CONSIGNES »
**a)** D'après l'entretien de J.-J. Bourdin avec M.-A. Montchamp, les affirmations suivantes sont-elles exactes ? (i) J. Chirac lui a reproché d'avoir trahi Dominique. (ii) M.-A. Montchamp reconnaît avoir trahi D. de Villepin. (iii) En décembre 2009, elle se disait écoeurée par le fonctionnement de l'Élysée et de l'UMP. Répondez par oui ou non et citez chaque fois les mots décisifs de l'entretien.
**b)** Dans l'entretien, de quelle décision de M.-A. Montchamp J. Chirac lui a-t-il parlé ?
**c)** Reprenez l'entretien entre J.-J. Bourdin et M.-A. Montchamp à partir de sa dernière réplique et poursuivez-le.

TEXTE FOURNI »
☆ ☆ ☆ ☆ ☆ ☆ ☆

Texte intégral
J.-J. Bourdin.- Est-il vrai que récemment vous avez croisé J. Chirac ?
Oui, bien sûr.
Vous vous souvenez dans quelles circonstances ?
Oui, tout à fait !
Qu'est-ce qu'il vous a dit ? Racontez-moi. Racontez-nous tout.
Il m'a fait une sortie à propos de Dominique.
De D. de Villepin ?
De Villepin. Très au deuxième degré. Vous savez avec le président Chirac, quand on a une relation de proximité comme c'est mon cas, de temps en temps il y a des espèces d'échanges dont on ne sait pas à quel degré il s'exprime. En l'occurrence, effectivement, il m'a parlé de ma décision de quitter le porte-parolat D. de Villepin. Voilà.
On va en parler. Mais il vous a dit : « Tu es venue avec Dominique ». C'est vrai ?
C'est ça, oui.
Ajoutant : « Tu es entrée au Gouvernement ». C'est vrai ?
Oui.
« Tu as quitté D. de Villepin ».
Oui.
Et il a conclu : « Tu as trahi Dominique et ce n'est pas bien ».
Oui, c'est ça. Mais dans une espèce de - comment vous dire ? - de phrase qui était à la fois une boutade et, en effet, je pense une interrogation.
Vous l'avez trahi ?
Certainement pas. Certainement pas. Je porte tous les jours les idées d'une République solidaire et quand je pense que ces idées de République solidaire doivent être présentes dans la famille majoritaire qui est notre famille à D. de Villepin et à moi-même, puisqu'il est adhérent de l'UMP, puisqu'il a été un des Premiers ministres importants de cette majorité, de cette même majorité, je pense que j'ai raison. Et limiter D. de Villepin dans une espèce de centrisme que personne ne comprend, le sous-calibrer, le sous-positionner, c'est une mauvaise idée. Et j'ai souvent dit à Dominique : « Il faut parler de République Solidaire, de ses idées gaullistes-sociales dans notre famille majoritaire ». Nous devons les porter.
On va en parler. On va parler de solidarité et de cohésion sociale, mais en décembre 2009 - il y a un peu plus d'un an, un an seulement, vous disiez, je vous cite : « Je suis écoeurée par le fonctionnement de l'Élysée et de l'UMP, brutal, cynique et marketing ». En un an tout a changé ?
Parce que les choses ont bougé.
Vous n'êtes plus du tout écoeurée, plus du tout par le fonctionnement de l'Élysée ? Par l'UMP ?
Attendez. Attendez.
Oui, M.-A. Montchamp.
J.-J. Bourdin, j'écoute ce que vous me dites.
Moi je lis ce que vous dites.

☆ ☆ ☆ ☆ ☆ ☆ ☆

DONNÉES »
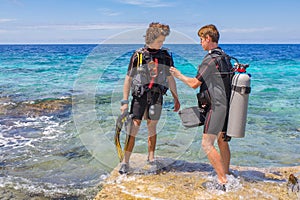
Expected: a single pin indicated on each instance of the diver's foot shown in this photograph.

☆ ☆ ☆ ☆ ☆ ☆ ☆

RÉPONSES »
**a)**
(i) Oui : « Tu as trahi Dominique et ce n'est pas bien ».
(ii) Non : « Certainement pas. »
(iii) Oui : « Je suis écoeurée par le fonctionnement de l'Élysée et de l'UMP, brutal, cynique et marketing ».

**b)** Il lui a parlé de sa décision de quitter le porte-parolat de D. de Villepin.

**c)**
Mais je ne retire pas un mot. Quand on est allés sur certains sujets, en particulier sur les sujets qui touchaient à l'identité nationale, dans des conditions qui n'étaient pas les bonnes, qui ont semé le trouble dans l'esprit de nos compatriotes, je pense que nous étions sur un mauvais chemin.
Mais ça veut dire que le président de la République a commis une faute.
Il ne s'agit pas de donner des bons et des mauvais points : on fait de la politique.
Vous êtes extraordinaire ! Vous critiquiez il y a un an le président de la République, et un an après vous dites : « Ah non ! ».
Mais attendez. On n'est pas dans le marivaudage. Moi je vous donne ma vérité.
Mais on est dans l'honnêteté intellectuelle, M.-A. Montchamp !
Parfaitement.
Est-ce que vous pensez que vous avez été honnête intellectuellement.
Je l'ai été totalement. Sur les combats de ma vie, sur, véritablement mon engagement. Quand j'entends aujourd'hui qu'on a relégué cette question de l'identité nationale pour la transformer en cet objectif de Cohésion sociale qui est portée aujourd'hui par ce ministère...
On a reparlé de la possibilité de rouvrir ce débat d'identité nationale, non ? Vous n'avez pas entendu ?
...quand on ouvre le débat sur l'identité nationale, on le fait aujourd'hui sur une tonalité qui n'a plus rien à voir avec la tonalité d'alors. Si dans la famille majoritaire des gens comme moi et d'autres n'ont pas le courage de dire quand ça ne va pas que cela ne va pas, je pense qu'il faut arrêter de faire de la politique. Chaque fois que les choses me choquent, je le dis.
Alors maintenant que vous êtes au Gouvernement...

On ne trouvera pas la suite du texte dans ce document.